> _Required work_: From the line that holds "instance of the sky" to the last line of the data, copy everything exactly; leave out all the rest.

Items listed in a dataset
"""
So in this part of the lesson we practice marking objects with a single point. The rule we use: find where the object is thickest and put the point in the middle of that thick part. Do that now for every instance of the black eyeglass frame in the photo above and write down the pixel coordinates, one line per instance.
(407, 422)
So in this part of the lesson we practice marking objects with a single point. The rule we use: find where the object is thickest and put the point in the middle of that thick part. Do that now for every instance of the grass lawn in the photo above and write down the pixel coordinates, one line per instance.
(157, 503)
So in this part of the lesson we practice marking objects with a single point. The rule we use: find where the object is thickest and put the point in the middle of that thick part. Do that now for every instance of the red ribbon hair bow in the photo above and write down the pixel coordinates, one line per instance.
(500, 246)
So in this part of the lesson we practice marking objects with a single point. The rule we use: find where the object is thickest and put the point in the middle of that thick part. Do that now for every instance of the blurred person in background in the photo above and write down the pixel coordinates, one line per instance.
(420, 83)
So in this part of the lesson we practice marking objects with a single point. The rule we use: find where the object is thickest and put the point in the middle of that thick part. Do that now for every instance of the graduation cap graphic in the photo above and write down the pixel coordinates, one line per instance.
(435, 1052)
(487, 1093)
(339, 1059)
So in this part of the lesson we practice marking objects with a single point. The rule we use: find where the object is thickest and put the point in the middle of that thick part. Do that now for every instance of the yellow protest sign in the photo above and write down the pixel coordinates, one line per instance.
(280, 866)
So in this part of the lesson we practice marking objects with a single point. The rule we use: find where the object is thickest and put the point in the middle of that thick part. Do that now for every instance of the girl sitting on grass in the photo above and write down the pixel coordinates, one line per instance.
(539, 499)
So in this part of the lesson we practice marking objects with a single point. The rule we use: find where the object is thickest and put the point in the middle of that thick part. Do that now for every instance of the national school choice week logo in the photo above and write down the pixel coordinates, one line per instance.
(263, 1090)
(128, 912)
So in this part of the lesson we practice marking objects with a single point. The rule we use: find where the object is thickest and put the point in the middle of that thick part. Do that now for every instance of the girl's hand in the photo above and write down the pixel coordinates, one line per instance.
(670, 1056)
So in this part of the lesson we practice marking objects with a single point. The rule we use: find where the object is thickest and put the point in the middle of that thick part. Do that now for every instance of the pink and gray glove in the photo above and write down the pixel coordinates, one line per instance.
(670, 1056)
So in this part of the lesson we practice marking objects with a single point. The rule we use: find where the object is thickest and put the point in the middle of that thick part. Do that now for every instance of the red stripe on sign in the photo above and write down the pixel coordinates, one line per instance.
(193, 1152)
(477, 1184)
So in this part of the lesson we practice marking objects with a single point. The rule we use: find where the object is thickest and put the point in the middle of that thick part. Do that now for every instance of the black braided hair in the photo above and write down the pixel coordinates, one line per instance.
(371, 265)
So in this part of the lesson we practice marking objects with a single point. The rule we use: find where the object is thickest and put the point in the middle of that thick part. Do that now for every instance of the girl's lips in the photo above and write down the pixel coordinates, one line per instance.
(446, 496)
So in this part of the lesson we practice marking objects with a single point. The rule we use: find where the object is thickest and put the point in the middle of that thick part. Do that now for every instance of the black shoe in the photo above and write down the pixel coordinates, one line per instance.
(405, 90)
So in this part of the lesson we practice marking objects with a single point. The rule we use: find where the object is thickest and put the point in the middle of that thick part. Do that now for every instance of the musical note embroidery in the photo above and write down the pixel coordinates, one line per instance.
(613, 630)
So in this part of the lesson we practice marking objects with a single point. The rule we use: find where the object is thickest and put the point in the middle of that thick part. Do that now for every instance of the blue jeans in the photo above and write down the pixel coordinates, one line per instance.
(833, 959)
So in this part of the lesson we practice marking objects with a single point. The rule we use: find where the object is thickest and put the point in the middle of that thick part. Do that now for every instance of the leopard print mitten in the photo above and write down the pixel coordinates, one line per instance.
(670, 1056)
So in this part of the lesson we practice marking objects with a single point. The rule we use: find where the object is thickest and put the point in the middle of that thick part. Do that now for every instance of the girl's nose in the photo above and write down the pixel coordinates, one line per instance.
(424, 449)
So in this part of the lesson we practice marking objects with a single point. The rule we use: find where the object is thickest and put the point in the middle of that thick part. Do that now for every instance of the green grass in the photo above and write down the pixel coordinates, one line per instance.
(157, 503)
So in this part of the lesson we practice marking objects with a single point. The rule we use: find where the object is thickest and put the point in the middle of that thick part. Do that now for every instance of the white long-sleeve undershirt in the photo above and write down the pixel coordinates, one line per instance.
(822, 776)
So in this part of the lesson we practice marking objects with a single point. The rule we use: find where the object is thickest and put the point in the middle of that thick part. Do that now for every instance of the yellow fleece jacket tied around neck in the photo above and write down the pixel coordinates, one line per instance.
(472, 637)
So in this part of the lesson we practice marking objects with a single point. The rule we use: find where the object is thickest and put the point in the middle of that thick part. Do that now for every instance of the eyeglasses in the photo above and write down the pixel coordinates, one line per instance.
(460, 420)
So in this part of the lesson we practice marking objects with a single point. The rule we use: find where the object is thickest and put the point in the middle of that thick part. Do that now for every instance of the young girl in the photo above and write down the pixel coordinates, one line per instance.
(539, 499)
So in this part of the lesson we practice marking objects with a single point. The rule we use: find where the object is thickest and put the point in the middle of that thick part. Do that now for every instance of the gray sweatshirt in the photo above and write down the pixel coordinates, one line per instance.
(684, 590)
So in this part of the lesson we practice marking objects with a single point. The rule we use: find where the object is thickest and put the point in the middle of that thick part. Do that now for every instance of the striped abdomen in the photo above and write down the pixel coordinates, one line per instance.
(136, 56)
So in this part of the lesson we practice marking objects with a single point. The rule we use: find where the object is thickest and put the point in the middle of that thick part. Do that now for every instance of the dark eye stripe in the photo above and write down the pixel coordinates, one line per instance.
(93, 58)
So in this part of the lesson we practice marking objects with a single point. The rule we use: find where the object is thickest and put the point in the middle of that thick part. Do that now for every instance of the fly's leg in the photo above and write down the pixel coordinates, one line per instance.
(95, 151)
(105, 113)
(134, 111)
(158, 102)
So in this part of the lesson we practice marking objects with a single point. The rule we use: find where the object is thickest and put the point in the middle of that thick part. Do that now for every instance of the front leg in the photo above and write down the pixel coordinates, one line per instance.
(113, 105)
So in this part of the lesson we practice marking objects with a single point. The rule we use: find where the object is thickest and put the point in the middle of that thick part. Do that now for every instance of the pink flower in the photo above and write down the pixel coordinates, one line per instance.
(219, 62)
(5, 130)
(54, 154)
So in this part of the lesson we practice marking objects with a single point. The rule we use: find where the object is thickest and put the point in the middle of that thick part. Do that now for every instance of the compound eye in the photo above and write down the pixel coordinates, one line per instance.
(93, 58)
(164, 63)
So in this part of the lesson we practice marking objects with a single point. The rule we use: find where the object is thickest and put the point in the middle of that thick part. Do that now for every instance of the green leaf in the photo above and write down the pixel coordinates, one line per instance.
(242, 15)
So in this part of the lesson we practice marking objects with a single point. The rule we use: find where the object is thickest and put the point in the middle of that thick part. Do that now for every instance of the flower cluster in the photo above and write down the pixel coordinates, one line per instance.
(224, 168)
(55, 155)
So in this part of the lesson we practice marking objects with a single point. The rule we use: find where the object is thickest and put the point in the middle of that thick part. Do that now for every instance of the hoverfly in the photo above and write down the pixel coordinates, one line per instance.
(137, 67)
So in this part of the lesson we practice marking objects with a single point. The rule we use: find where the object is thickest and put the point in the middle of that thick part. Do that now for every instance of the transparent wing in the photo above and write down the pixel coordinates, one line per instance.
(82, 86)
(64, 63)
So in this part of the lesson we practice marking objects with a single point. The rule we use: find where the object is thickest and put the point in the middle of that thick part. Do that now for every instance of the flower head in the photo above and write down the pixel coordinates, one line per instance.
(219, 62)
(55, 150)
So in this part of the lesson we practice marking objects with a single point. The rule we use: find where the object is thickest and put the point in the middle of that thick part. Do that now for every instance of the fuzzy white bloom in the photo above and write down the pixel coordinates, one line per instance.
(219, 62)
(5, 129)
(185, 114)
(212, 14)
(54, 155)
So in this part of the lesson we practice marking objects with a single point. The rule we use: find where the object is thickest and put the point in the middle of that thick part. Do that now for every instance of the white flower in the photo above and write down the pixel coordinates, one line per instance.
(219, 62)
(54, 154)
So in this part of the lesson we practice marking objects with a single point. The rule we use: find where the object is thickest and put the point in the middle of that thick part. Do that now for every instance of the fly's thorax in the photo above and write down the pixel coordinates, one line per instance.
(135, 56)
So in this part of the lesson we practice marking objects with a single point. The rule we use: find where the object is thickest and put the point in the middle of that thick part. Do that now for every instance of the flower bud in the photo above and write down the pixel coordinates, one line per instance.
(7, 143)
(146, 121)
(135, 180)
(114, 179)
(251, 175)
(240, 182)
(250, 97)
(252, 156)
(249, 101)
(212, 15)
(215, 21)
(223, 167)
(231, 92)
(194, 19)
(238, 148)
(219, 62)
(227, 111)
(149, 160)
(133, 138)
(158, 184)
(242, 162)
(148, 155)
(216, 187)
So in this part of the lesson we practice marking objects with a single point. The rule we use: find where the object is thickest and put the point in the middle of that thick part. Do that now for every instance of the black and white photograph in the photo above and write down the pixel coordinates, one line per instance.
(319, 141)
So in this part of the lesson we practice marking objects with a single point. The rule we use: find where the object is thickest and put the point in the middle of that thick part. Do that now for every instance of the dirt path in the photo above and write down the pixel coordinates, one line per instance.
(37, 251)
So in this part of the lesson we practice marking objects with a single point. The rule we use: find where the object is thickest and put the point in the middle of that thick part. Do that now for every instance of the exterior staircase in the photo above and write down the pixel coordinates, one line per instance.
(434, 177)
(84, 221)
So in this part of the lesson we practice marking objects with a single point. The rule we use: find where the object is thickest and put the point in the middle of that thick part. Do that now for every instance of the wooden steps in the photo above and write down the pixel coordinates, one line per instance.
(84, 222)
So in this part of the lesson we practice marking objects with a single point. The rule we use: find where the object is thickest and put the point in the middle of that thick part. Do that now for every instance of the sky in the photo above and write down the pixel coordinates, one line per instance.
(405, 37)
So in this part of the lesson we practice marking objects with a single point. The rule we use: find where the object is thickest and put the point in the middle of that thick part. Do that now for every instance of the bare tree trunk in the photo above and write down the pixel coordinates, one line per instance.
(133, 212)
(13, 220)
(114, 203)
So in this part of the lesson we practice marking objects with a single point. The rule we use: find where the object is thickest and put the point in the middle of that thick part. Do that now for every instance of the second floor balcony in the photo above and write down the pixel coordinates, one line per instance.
"""
> _Response below_:
So in this part of the lesson we practice marking objects with a single point. The rule we use: find where the object is thickest and put the point in the middle of that thick part. Do that now for every instance of the sky in the photo above and write down the pixel coordinates, one line per instance.
(405, 37)
So in this part of the lesson we practice marking objects with a single point. The rule we use: find where the object is thickest and put the point in the middle of that thick part. Do that now for every instance of the bare tree trunk in the photo above and write down the pixel coordinates, one line per instance.
(133, 212)
(13, 220)
(114, 203)
So in this part of the lesson we practice marking objects with a single point. The rule we use: find where the object is thickest and put the point in the middle of that thick part. Do that now for every instance of the second floor balcony in the photo above and write down the pixel coordinates, one line per instance.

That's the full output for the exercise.